Exercise description: Report each line of the material below that contains the word "radiator", copying every such line in full.

Extracted material:
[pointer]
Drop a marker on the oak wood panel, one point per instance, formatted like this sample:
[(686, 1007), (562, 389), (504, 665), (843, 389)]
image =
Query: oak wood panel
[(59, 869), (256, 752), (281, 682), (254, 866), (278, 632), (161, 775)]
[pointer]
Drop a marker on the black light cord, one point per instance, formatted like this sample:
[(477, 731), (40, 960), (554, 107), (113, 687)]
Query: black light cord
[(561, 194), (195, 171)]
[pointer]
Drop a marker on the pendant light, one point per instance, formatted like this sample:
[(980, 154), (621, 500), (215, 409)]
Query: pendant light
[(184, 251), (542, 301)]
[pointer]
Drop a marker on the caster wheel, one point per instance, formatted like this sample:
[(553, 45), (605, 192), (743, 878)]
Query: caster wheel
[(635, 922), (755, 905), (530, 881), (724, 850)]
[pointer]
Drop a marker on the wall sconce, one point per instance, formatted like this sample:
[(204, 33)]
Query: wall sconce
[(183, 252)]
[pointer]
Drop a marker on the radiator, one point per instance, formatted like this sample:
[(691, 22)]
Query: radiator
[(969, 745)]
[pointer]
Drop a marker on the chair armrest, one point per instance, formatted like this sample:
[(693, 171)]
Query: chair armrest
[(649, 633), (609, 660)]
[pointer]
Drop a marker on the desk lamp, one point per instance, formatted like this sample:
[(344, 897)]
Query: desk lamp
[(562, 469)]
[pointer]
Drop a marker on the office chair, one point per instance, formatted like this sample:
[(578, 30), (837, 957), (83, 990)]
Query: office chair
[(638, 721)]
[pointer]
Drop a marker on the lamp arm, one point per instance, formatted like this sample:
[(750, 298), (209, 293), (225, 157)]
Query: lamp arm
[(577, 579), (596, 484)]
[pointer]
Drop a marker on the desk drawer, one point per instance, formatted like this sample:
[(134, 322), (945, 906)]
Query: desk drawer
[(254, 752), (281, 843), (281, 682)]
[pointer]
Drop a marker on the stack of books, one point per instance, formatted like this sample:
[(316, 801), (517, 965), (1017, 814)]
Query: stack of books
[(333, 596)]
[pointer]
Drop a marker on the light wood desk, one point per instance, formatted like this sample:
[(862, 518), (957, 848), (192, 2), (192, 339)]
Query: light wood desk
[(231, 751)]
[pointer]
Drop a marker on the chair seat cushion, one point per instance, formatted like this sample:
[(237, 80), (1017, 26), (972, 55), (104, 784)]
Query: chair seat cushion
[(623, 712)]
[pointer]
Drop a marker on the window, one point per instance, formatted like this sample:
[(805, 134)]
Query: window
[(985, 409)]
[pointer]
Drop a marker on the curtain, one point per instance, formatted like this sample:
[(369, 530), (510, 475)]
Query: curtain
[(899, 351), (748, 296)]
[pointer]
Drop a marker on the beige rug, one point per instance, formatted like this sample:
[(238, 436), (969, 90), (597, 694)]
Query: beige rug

Task output:
Drop a marker on the radiator, one point per instance, formatted like this sample:
Query: radiator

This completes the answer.